===== Ausgewählter Textauszug =====
Generell kann man hier – Kollege Linnemann hat es ausgeführt – einem international im Wettbewerb stehenden Konzern aber nicht vorwerfen, dass er sich an veränderte Bedingungen anpasst.

(Jutta Krellmann [DIE LINKE]: Aber wie!)

Dieser Konzern, Siemens, stellt in Deutschland immer noch mehr Menschen ein, als er an anderer Stelle entlässt. Wenn ein solcher Konzern unrentable Geschäftsbereiche durch Quersubventionen aufrechterhält, dann gefährdet er die Zukunftsfähigkeit des gesamten Unternehmens. Das wäre kontraproduktiv, meine Damen und Herren.

(Beifall bei der FDP)

Spannend ist, dass mit diesem Gesetzentwurf den Betriebsräten faktisch ein Vetorecht eingeräumt wird. Ja, die Betriebsräte sprechen bei den Entlassungen doch mit – und zwar die örtlichen Betriebsräte genauso wie der Konzernbetriebsrat. Deshalb meine Frage: Wie entscheiden sich denn die Vertreterinnen und Vertreter der IG Metall, wenn es um die Frage geht: „Görlitz oder Mülheim an der Ruhr?“? Da bin ich gespannt, meine Damen und Herren.
=====
* _Auftrag A_
Beginnen Sie in den Datensätzen bei der Zeile mit „In this exercise you will mark every instance of the work“ und hören Sie nach dem Ende der Datensätze auf. Geben Sie diese Zeilen erneut wieder und tauschen Sie dabei „work glove“ gegen „safety glove“ aus, während alles andere unverändert bleibt.
===== Vorliegende Daten =====
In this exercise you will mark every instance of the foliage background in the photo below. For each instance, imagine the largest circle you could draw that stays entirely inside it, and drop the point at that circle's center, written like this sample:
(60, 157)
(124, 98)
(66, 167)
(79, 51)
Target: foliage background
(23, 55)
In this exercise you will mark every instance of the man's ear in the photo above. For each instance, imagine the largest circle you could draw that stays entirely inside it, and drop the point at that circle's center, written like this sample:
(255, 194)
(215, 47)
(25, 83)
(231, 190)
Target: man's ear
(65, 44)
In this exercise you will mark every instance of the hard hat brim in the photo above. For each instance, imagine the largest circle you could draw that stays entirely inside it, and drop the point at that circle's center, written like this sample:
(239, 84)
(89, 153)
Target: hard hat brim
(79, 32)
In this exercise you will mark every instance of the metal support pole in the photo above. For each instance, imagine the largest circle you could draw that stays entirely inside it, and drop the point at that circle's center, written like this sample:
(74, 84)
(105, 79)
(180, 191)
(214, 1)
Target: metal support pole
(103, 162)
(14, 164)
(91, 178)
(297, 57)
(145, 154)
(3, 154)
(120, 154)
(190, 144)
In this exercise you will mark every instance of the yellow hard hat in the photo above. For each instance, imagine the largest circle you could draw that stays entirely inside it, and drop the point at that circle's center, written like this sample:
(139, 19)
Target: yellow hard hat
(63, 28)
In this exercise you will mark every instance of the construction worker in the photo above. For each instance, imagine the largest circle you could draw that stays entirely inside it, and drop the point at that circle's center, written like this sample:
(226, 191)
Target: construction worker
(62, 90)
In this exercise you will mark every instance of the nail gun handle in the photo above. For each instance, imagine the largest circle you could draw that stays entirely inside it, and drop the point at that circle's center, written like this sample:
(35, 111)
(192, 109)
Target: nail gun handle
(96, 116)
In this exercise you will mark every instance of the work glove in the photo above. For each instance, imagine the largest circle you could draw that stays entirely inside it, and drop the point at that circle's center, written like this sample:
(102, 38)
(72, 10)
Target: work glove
=====
* _Auftrag B_
Geben Sie den Redeauszug zu Siemens und den Betriebsräten vollständig und Wort für Wort wieder.

* _Schriftliche Antwort A_
In this exercise you will mark every instance of the safety glove in the photo above. For each instance, imagine the largest circle you could draw that stays entirely inside it, and drop the point at that circle's center, written like this sample:
(102, 38)
(72, 10)
Target: safety glove

* _Schriftliche Antwort B_
Generell kann man hier – Kollege Linnemann hat es ausgeführt – einem international im Wettbewerb stehenden Konzern aber nicht vorwerfen, dass er sich an veränderte Bedingungen anpasst.

(Jutta Krellmann [DIE LINKE]: Aber wie!)

Dieser Konzern, Siemens, stellt in Deutschland immer noch mehr Menschen ein, als er an anderer Stelle entlässt. Wenn ein solcher Konzern unrentable Geschäftsbereiche durch Quersubventionen aufrechterhält, dann gefährdet er die Zukunftsfähigkeit des gesamten Unternehmens. Das wäre kontraproduktiv, meine Damen und Herren.

(Beifall bei der FDP)

Spannend ist, dass mit diesem Gesetzentwurf den Betriebsräten faktisch ein Vetorecht eingeräumt wird. Ja, die Betriebsräte sprechen bei den Entlassungen doch mit – und zwar die örtlichen Betriebsräte genauso wie der Konzernbetriebsrat. Deshalb meine Frage: Wie entscheiden sich denn die Vertreterinnen und Vertreter der IG Metall, wenn es um die Frage geht: „Görlitz oder Mülheim an der Ruhr?“? Da bin ich gespannt, meine Damen und Herren.